→ To be done: Reproduce every record exactly as it appears, but not the pictures.

→ Dataset records:

[Begin]

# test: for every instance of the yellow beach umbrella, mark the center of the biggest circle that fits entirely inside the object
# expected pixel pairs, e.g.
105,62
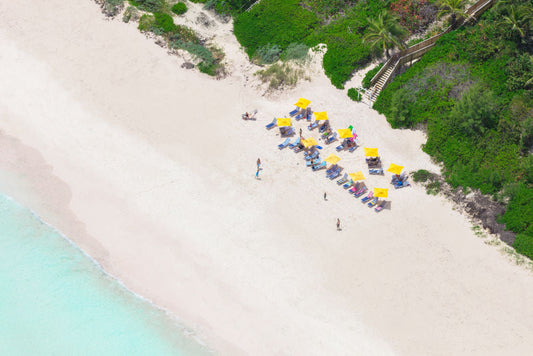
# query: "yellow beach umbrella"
357,176
302,103
371,152
322,115
332,159
309,142
345,133
381,192
284,122
395,169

[End]

→ Task result:
# test: for every instance of the yellow beach umbrella, mark the center of the biggest circle that fits entirely inside the object
# expected pixel pairs, e.g.
105,62
# query: "yellow beach umbrella"
357,176
302,103
371,152
322,115
332,159
309,142
345,133
381,192
284,122
395,169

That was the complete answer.